§ **ACTIVITY**
In this exercise, return each entry exactly as given.

Region pointing data
-- Opening Marker --

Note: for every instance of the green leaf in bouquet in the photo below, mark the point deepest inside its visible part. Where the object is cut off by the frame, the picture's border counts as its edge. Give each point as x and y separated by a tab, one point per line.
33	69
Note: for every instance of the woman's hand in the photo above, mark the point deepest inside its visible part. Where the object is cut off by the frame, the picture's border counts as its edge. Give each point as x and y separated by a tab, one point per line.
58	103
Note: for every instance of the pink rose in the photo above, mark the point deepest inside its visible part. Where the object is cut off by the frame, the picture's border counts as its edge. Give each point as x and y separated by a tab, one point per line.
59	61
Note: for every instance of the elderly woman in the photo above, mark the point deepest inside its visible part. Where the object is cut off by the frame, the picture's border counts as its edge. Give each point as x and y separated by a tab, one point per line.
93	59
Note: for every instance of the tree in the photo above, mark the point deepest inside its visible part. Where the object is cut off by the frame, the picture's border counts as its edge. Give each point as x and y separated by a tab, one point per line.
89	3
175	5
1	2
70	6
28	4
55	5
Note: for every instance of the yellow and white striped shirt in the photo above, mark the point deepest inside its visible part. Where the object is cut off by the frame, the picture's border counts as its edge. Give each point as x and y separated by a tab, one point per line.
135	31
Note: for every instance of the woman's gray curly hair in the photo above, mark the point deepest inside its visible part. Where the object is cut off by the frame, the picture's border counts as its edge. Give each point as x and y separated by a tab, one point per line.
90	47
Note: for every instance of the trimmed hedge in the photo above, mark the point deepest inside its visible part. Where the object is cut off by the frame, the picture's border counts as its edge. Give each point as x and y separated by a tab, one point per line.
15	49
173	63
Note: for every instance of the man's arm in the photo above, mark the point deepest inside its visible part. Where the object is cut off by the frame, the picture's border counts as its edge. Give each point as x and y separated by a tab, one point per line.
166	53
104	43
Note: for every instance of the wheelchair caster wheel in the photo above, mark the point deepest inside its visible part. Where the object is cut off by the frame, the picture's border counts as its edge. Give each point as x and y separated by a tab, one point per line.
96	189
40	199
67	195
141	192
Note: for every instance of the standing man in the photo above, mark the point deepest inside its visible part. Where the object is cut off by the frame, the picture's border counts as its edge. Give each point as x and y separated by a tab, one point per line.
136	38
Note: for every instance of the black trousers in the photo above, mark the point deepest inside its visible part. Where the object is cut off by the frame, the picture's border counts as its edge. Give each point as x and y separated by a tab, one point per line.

-- Closing Marker --

§ **YOUR RESPONSE**
Note: for every instance of the green leaf in bouquet in the photo below, mark the point deepest inside its visible part. Where the object is cut off by the frame, the picture's border counts as its edge. Give each point as x and y separated by a tab, one point per line.
33	69
Note: for every instance of the woman's hand in the photo above, mark the point deepest inside its visible part. Where the object is cut off by the frame, the picture's border counts as its edge. Give each point as x and y separated by a tab, one point per line.
58	103
Note: for every instance of the pink rose in the photo above, mark the point deepest inside its visible part. Where the object is cut off by the frame, the picture's border counts as its edge. Give each point as x and y separated by a tab, one point per line.
59	61
Note: for every instance of the elderly woman in the photo above, mark the point deepest inside its visible part. Where the object is cut off by the frame, the picture's border counts as its edge. Give each point as x and y separated by a tab, one point per line.
93	59
Note: for every instance of the tree in the photo above, mark the point deepest inside its visible part. Where the object is cut off by the frame, the picture's border counts as its edge. Give each point as x and y separated by a tab, one point per line.
89	3
175	5
1	2
70	6
28	4
55	5
Note: for every instance of the yellow and white striped shirt in the photo above, mark the point deepest inside its visible part. Where the object is cut off by the frame, the picture's border counts as its edge. Give each point as x and y separated by a tab, one point per line.
135	31
Note: for every instance of the woman's gray curly hair in the photo above, mark the point deepest inside its visible part. Where the object is cut off by the frame, the picture's border counts as its edge. Give each point as x and y separated by a tab, one point per line.
90	47
Note: for every instance of the trimmed hedge in the photo above, mark the point deepest inside its visible part. Where the object is cut off by the frame, the picture's border counts as its edge. Give each point as x and y separated by a tab, one point per line.
15	49
173	63
Note: for every instance of the man's arm in the photo above, mark the point deepest inside its visible part. Where the object is cut off by the frame, the picture's border counts as its edge. Give each point as x and y separated by a tab, one point per line.
166	53
104	43
Note: for every instance of the wheelchair caster wheel in the photo above, mark the point deepest inside its visible part. Where the object is cut off by the frame, the picture's border counts as its edge. Give each point as x and y separated by a tab, one point per line.
96	189
40	199
67	195
141	192
Note: for every instance of the standing man in the photo above, mark the point deepest inside its visible part. Where the object is cut off by the frame, the picture's border counts as its edge. Give each point as x and y separated by a tab, one point per line.
136	38
Note: for every instance of the black trousers in the photo above, mark the point deepest inside its visible part. Where the object is cut off by the frame, the picture's border counts as its edge. Give each point as x and y separated by a tab, one point per line.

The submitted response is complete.